Task item
Restate word for word, and only, the lines that extend from the line containing "Pinpoint each white road" through the end of the records below.

[Stored items from a collection]
• • • •

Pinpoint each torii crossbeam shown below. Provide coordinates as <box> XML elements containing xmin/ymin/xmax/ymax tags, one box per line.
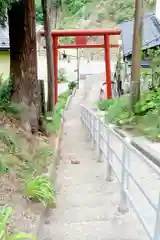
<box><xmin>41</xmin><ymin>29</ymin><xmax>121</xmax><ymax>104</ymax></box>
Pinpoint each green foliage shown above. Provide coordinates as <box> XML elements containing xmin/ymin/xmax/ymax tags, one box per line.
<box><xmin>105</xmin><ymin>89</ymin><xmax>160</xmax><ymax>140</ymax></box>
<box><xmin>143</xmin><ymin>47</ymin><xmax>160</xmax><ymax>87</ymax></box>
<box><xmin>36</xmin><ymin>5</ymin><xmax>43</xmax><ymax>23</ymax></box>
<box><xmin>68</xmin><ymin>81</ymin><xmax>76</xmax><ymax>90</ymax></box>
<box><xmin>35</xmin><ymin>0</ymin><xmax>41</xmax><ymax>7</ymax></box>
<box><xmin>136</xmin><ymin>110</ymin><xmax>160</xmax><ymax>140</ymax></box>
<box><xmin>0</xmin><ymin>76</ymin><xmax>22</xmax><ymax>117</ymax></box>
<box><xmin>134</xmin><ymin>88</ymin><xmax>160</xmax><ymax>116</ymax></box>
<box><xmin>115</xmin><ymin>8</ymin><xmax>133</xmax><ymax>23</ymax></box>
<box><xmin>97</xmin><ymin>99</ymin><xmax>114</xmax><ymax>111</ymax></box>
<box><xmin>63</xmin><ymin>0</ymin><xmax>92</xmax><ymax>15</ymax></box>
<box><xmin>0</xmin><ymin>160</ymin><xmax>8</xmax><ymax>173</ymax></box>
<box><xmin>0</xmin><ymin>207</ymin><xmax>36</xmax><ymax>240</ymax></box>
<box><xmin>25</xmin><ymin>175</ymin><xmax>56</xmax><ymax>207</ymax></box>
<box><xmin>107</xmin><ymin>95</ymin><xmax>130</xmax><ymax>124</ymax></box>
<box><xmin>0</xmin><ymin>0</ymin><xmax>10</xmax><ymax>25</ymax></box>
<box><xmin>43</xmin><ymin>90</ymin><xmax>70</xmax><ymax>134</ymax></box>
<box><xmin>107</xmin><ymin>0</ymin><xmax>134</xmax><ymax>23</ymax></box>
<box><xmin>0</xmin><ymin>76</ymin><xmax>12</xmax><ymax>103</ymax></box>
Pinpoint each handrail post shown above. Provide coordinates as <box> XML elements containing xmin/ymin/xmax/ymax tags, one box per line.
<box><xmin>87</xmin><ymin>110</ymin><xmax>90</xmax><ymax>139</ymax></box>
<box><xmin>89</xmin><ymin>111</ymin><xmax>92</xmax><ymax>139</ymax></box>
<box><xmin>96</xmin><ymin>118</ymin><xmax>102</xmax><ymax>162</ymax></box>
<box><xmin>118</xmin><ymin>139</ymin><xmax>130</xmax><ymax>213</ymax></box>
<box><xmin>106</xmin><ymin>125</ymin><xmax>112</xmax><ymax>181</ymax></box>
<box><xmin>153</xmin><ymin>192</ymin><xmax>160</xmax><ymax>240</ymax></box>
<box><xmin>92</xmin><ymin>114</ymin><xmax>95</xmax><ymax>149</ymax></box>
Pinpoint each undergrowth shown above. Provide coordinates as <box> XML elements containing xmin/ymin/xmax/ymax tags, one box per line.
<box><xmin>0</xmin><ymin>207</ymin><xmax>36</xmax><ymax>240</ymax></box>
<box><xmin>0</xmin><ymin>76</ymin><xmax>22</xmax><ymax>118</ymax></box>
<box><xmin>25</xmin><ymin>175</ymin><xmax>56</xmax><ymax>207</ymax></box>
<box><xmin>0</xmin><ymin>77</ymin><xmax>58</xmax><ymax>217</ymax></box>
<box><xmin>98</xmin><ymin>88</ymin><xmax>160</xmax><ymax>141</ymax></box>
<box><xmin>68</xmin><ymin>81</ymin><xmax>77</xmax><ymax>91</ymax></box>
<box><xmin>0</xmin><ymin>76</ymin><xmax>72</xmax><ymax>237</ymax></box>
<box><xmin>43</xmin><ymin>90</ymin><xmax>71</xmax><ymax>134</ymax></box>
<box><xmin>97</xmin><ymin>99</ymin><xmax>115</xmax><ymax>111</ymax></box>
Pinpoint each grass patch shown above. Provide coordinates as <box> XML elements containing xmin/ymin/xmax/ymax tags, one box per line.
<box><xmin>0</xmin><ymin>79</ymin><xmax>72</xmax><ymax>236</ymax></box>
<box><xmin>98</xmin><ymin>89</ymin><xmax>160</xmax><ymax>141</ymax></box>
<box><xmin>0</xmin><ymin>207</ymin><xmax>36</xmax><ymax>240</ymax></box>
<box><xmin>25</xmin><ymin>175</ymin><xmax>56</xmax><ymax>207</ymax></box>
<box><xmin>43</xmin><ymin>90</ymin><xmax>71</xmax><ymax>135</ymax></box>
<box><xmin>97</xmin><ymin>99</ymin><xmax>115</xmax><ymax>111</ymax></box>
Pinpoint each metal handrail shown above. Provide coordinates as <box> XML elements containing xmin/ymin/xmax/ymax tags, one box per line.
<box><xmin>80</xmin><ymin>105</ymin><xmax>160</xmax><ymax>240</ymax></box>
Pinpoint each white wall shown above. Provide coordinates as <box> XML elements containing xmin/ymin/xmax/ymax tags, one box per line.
<box><xmin>156</xmin><ymin>0</ymin><xmax>160</xmax><ymax>21</ymax></box>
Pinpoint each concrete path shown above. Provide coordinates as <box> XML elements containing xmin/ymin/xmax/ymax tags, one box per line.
<box><xmin>38</xmin><ymin>81</ymin><xmax>148</xmax><ymax>239</ymax></box>
<box><xmin>37</xmin><ymin>53</ymin><xmax>116</xmax><ymax>103</ymax></box>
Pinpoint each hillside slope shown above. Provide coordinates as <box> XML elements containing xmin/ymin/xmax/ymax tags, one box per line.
<box><xmin>58</xmin><ymin>0</ymin><xmax>120</xmax><ymax>60</ymax></box>
<box><xmin>55</xmin><ymin>0</ymin><xmax>155</xmax><ymax>60</ymax></box>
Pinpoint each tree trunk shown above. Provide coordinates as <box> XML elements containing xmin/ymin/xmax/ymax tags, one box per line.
<box><xmin>8</xmin><ymin>0</ymin><xmax>40</xmax><ymax>133</ymax></box>
<box><xmin>130</xmin><ymin>0</ymin><xmax>143</xmax><ymax>110</ymax></box>
<box><xmin>41</xmin><ymin>0</ymin><xmax>54</xmax><ymax>111</ymax></box>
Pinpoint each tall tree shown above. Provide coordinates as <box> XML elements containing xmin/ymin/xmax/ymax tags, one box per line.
<box><xmin>41</xmin><ymin>0</ymin><xmax>54</xmax><ymax>111</ymax></box>
<box><xmin>130</xmin><ymin>0</ymin><xmax>143</xmax><ymax>110</ymax></box>
<box><xmin>8</xmin><ymin>0</ymin><xmax>40</xmax><ymax>133</ymax></box>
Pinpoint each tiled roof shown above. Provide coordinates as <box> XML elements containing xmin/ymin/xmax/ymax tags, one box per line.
<box><xmin>0</xmin><ymin>24</ymin><xmax>9</xmax><ymax>50</ymax></box>
<box><xmin>119</xmin><ymin>13</ymin><xmax>160</xmax><ymax>57</ymax></box>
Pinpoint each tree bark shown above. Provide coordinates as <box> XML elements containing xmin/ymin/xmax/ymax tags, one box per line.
<box><xmin>41</xmin><ymin>0</ymin><xmax>54</xmax><ymax>111</ymax></box>
<box><xmin>130</xmin><ymin>0</ymin><xmax>143</xmax><ymax>110</ymax></box>
<box><xmin>8</xmin><ymin>0</ymin><xmax>40</xmax><ymax>133</ymax></box>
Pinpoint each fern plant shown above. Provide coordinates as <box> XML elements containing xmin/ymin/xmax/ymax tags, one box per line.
<box><xmin>0</xmin><ymin>207</ymin><xmax>36</xmax><ymax>240</ymax></box>
<box><xmin>25</xmin><ymin>175</ymin><xmax>56</xmax><ymax>207</ymax></box>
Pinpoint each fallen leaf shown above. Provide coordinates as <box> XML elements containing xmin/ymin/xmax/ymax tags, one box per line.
<box><xmin>71</xmin><ymin>160</ymin><xmax>80</xmax><ymax>164</ymax></box>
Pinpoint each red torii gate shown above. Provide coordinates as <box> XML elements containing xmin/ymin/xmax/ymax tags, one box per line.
<box><xmin>41</xmin><ymin>29</ymin><xmax>121</xmax><ymax>104</ymax></box>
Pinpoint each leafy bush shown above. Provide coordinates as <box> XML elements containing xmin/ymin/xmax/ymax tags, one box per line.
<box><xmin>134</xmin><ymin>88</ymin><xmax>160</xmax><ymax>116</ymax></box>
<box><xmin>0</xmin><ymin>76</ymin><xmax>12</xmax><ymax>104</ymax></box>
<box><xmin>106</xmin><ymin>89</ymin><xmax>160</xmax><ymax>140</ymax></box>
<box><xmin>36</xmin><ymin>5</ymin><xmax>43</xmax><ymax>23</ymax></box>
<box><xmin>98</xmin><ymin>99</ymin><xmax>115</xmax><ymax>111</ymax></box>
<box><xmin>136</xmin><ymin>110</ymin><xmax>160</xmax><ymax>140</ymax></box>
<box><xmin>0</xmin><ymin>76</ymin><xmax>22</xmax><ymax>117</ymax></box>
<box><xmin>0</xmin><ymin>207</ymin><xmax>36</xmax><ymax>240</ymax></box>
<box><xmin>68</xmin><ymin>81</ymin><xmax>77</xmax><ymax>90</ymax></box>
<box><xmin>42</xmin><ymin>90</ymin><xmax>70</xmax><ymax>134</ymax></box>
<box><xmin>107</xmin><ymin>95</ymin><xmax>130</xmax><ymax>123</ymax></box>
<box><xmin>25</xmin><ymin>175</ymin><xmax>56</xmax><ymax>207</ymax></box>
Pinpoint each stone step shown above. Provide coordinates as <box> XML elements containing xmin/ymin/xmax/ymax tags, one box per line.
<box><xmin>56</xmin><ymin>179</ymin><xmax>118</xmax><ymax>196</ymax></box>
<box><xmin>56</xmin><ymin>193</ymin><xmax>117</xmax><ymax>208</ymax></box>
<box><xmin>52</xmin><ymin>204</ymin><xmax>117</xmax><ymax>223</ymax></box>
<box><xmin>39</xmin><ymin>214</ymin><xmax>147</xmax><ymax>240</ymax></box>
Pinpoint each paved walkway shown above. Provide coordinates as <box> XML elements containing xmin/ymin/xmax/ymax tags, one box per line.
<box><xmin>38</xmin><ymin>81</ymin><xmax>148</xmax><ymax>239</ymax></box>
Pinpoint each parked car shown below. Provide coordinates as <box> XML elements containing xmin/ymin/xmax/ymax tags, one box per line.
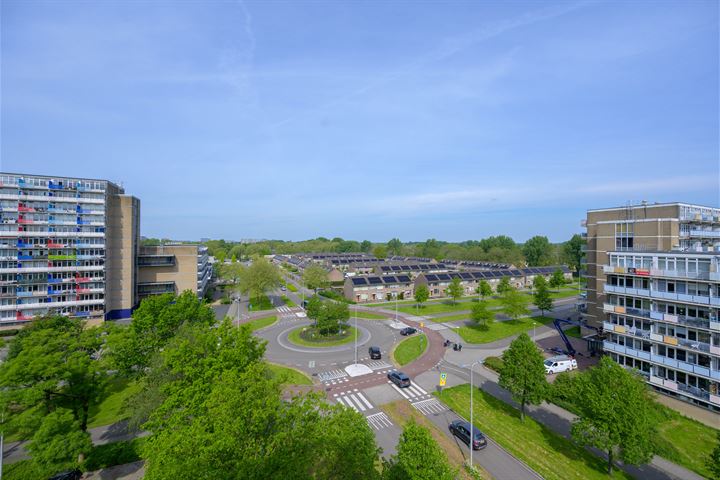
<box><xmin>400</xmin><ymin>327</ymin><xmax>417</xmax><ymax>336</ymax></box>
<box><xmin>448</xmin><ymin>420</ymin><xmax>487</xmax><ymax>450</ymax></box>
<box><xmin>369</xmin><ymin>346</ymin><xmax>382</xmax><ymax>360</ymax></box>
<box><xmin>544</xmin><ymin>355</ymin><xmax>578</xmax><ymax>374</ymax></box>
<box><xmin>387</xmin><ymin>371</ymin><xmax>411</xmax><ymax>388</ymax></box>
<box><xmin>281</xmin><ymin>286</ymin><xmax>287</xmax><ymax>291</ymax></box>
<box><xmin>49</xmin><ymin>470</ymin><xmax>82</xmax><ymax>480</ymax></box>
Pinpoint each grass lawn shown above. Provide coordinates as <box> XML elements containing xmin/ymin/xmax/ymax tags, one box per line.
<box><xmin>437</xmin><ymin>385</ymin><xmax>634</xmax><ymax>480</ymax></box>
<box><xmin>564</xmin><ymin>326</ymin><xmax>582</xmax><ymax>338</ymax></box>
<box><xmin>288</xmin><ymin>325</ymin><xmax>359</xmax><ymax>347</ymax></box>
<box><xmin>548</xmin><ymin>289</ymin><xmax>581</xmax><ymax>299</ymax></box>
<box><xmin>287</xmin><ymin>283</ymin><xmax>298</xmax><ymax>292</ymax></box>
<box><xmin>429</xmin><ymin>313</ymin><xmax>470</xmax><ymax>323</ymax></box>
<box><xmin>381</xmin><ymin>400</ymin><xmax>489</xmax><ymax>480</ymax></box>
<box><xmin>352</xmin><ymin>310</ymin><xmax>387</xmax><ymax>320</ymax></box>
<box><xmin>87</xmin><ymin>377</ymin><xmax>142</xmax><ymax>429</ymax></box>
<box><xmin>267</xmin><ymin>363</ymin><xmax>313</xmax><ymax>385</ymax></box>
<box><xmin>457</xmin><ymin>316</ymin><xmax>552</xmax><ymax>344</ymax></box>
<box><xmin>248</xmin><ymin>295</ymin><xmax>274</xmax><ymax>311</ymax></box>
<box><xmin>245</xmin><ymin>315</ymin><xmax>278</xmax><ymax>332</ymax></box>
<box><xmin>652</xmin><ymin>407</ymin><xmax>719</xmax><ymax>479</ymax></box>
<box><xmin>398</xmin><ymin>301</ymin><xmax>478</xmax><ymax>316</ymax></box>
<box><xmin>281</xmin><ymin>295</ymin><xmax>297</xmax><ymax>307</ymax></box>
<box><xmin>393</xmin><ymin>334</ymin><xmax>427</xmax><ymax>366</ymax></box>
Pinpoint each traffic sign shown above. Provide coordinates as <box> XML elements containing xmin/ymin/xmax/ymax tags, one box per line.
<box><xmin>439</xmin><ymin>372</ymin><xmax>447</xmax><ymax>386</ymax></box>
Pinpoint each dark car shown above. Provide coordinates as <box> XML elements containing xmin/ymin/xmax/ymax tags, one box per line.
<box><xmin>387</xmin><ymin>371</ymin><xmax>411</xmax><ymax>388</ymax></box>
<box><xmin>369</xmin><ymin>346</ymin><xmax>382</xmax><ymax>360</ymax></box>
<box><xmin>449</xmin><ymin>420</ymin><xmax>487</xmax><ymax>450</ymax></box>
<box><xmin>400</xmin><ymin>327</ymin><xmax>417</xmax><ymax>336</ymax></box>
<box><xmin>49</xmin><ymin>470</ymin><xmax>82</xmax><ymax>480</ymax></box>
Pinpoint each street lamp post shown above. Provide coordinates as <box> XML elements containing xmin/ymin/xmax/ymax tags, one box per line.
<box><xmin>354</xmin><ymin>304</ymin><xmax>358</xmax><ymax>365</ymax></box>
<box><xmin>465</xmin><ymin>360</ymin><xmax>481</xmax><ymax>470</ymax></box>
<box><xmin>533</xmin><ymin>321</ymin><xmax>537</xmax><ymax>342</ymax></box>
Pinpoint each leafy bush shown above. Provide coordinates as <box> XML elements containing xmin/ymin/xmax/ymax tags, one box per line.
<box><xmin>0</xmin><ymin>329</ymin><xmax>19</xmax><ymax>337</ymax></box>
<box><xmin>483</xmin><ymin>356</ymin><xmax>504</xmax><ymax>373</ymax></box>
<box><xmin>318</xmin><ymin>290</ymin><xmax>355</xmax><ymax>304</ymax></box>
<box><xmin>220</xmin><ymin>297</ymin><xmax>232</xmax><ymax>305</ymax></box>
<box><xmin>4</xmin><ymin>460</ymin><xmax>45</xmax><ymax>480</ymax></box>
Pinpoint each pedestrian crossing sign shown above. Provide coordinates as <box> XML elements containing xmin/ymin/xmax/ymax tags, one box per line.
<box><xmin>439</xmin><ymin>372</ymin><xmax>447</xmax><ymax>386</ymax></box>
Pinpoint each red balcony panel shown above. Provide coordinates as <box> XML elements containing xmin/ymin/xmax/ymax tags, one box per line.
<box><xmin>76</xmin><ymin>287</ymin><xmax>90</xmax><ymax>294</ymax></box>
<box><xmin>75</xmin><ymin>276</ymin><xmax>91</xmax><ymax>283</ymax></box>
<box><xmin>47</xmin><ymin>242</ymin><xmax>64</xmax><ymax>248</ymax></box>
<box><xmin>18</xmin><ymin>206</ymin><xmax>34</xmax><ymax>212</ymax></box>
<box><xmin>18</xmin><ymin>219</ymin><xmax>33</xmax><ymax>224</ymax></box>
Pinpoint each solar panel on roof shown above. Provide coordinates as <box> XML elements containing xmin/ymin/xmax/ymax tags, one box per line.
<box><xmin>351</xmin><ymin>277</ymin><xmax>367</xmax><ymax>285</ymax></box>
<box><xmin>410</xmin><ymin>265</ymin><xmax>420</xmax><ymax>270</ymax></box>
<box><xmin>437</xmin><ymin>273</ymin><xmax>451</xmax><ymax>281</ymax></box>
<box><xmin>510</xmin><ymin>270</ymin><xmax>523</xmax><ymax>276</ymax></box>
<box><xmin>425</xmin><ymin>274</ymin><xmax>439</xmax><ymax>282</ymax></box>
<box><xmin>397</xmin><ymin>275</ymin><xmax>411</xmax><ymax>283</ymax></box>
<box><xmin>382</xmin><ymin>276</ymin><xmax>397</xmax><ymax>284</ymax></box>
<box><xmin>368</xmin><ymin>277</ymin><xmax>382</xmax><ymax>285</ymax></box>
<box><xmin>460</xmin><ymin>272</ymin><xmax>473</xmax><ymax>280</ymax></box>
<box><xmin>381</xmin><ymin>266</ymin><xmax>392</xmax><ymax>272</ymax></box>
<box><xmin>392</xmin><ymin>266</ymin><xmax>402</xmax><ymax>271</ymax></box>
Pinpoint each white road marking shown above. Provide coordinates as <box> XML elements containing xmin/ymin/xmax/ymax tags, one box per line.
<box><xmin>412</xmin><ymin>398</ymin><xmax>447</xmax><ymax>415</ymax></box>
<box><xmin>366</xmin><ymin>360</ymin><xmax>393</xmax><ymax>370</ymax></box>
<box><xmin>355</xmin><ymin>392</ymin><xmax>373</xmax><ymax>410</ymax></box>
<box><xmin>388</xmin><ymin>381</ymin><xmax>411</xmax><ymax>399</ymax></box>
<box><xmin>348</xmin><ymin>393</ymin><xmax>366</xmax><ymax>412</ymax></box>
<box><xmin>366</xmin><ymin>412</ymin><xmax>393</xmax><ymax>430</ymax></box>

• • • •

Response box
Pinpoint each white road marking shown above. Provide coordinates as <box> XML elements containing xmin/ymin/xmax/ymax tags, one box per line.
<box><xmin>412</xmin><ymin>398</ymin><xmax>447</xmax><ymax>415</ymax></box>
<box><xmin>366</xmin><ymin>360</ymin><xmax>393</xmax><ymax>370</ymax></box>
<box><xmin>355</xmin><ymin>392</ymin><xmax>373</xmax><ymax>410</ymax></box>
<box><xmin>388</xmin><ymin>381</ymin><xmax>411</xmax><ymax>399</ymax></box>
<box><xmin>348</xmin><ymin>393</ymin><xmax>366</xmax><ymax>412</ymax></box>
<box><xmin>366</xmin><ymin>412</ymin><xmax>393</xmax><ymax>430</ymax></box>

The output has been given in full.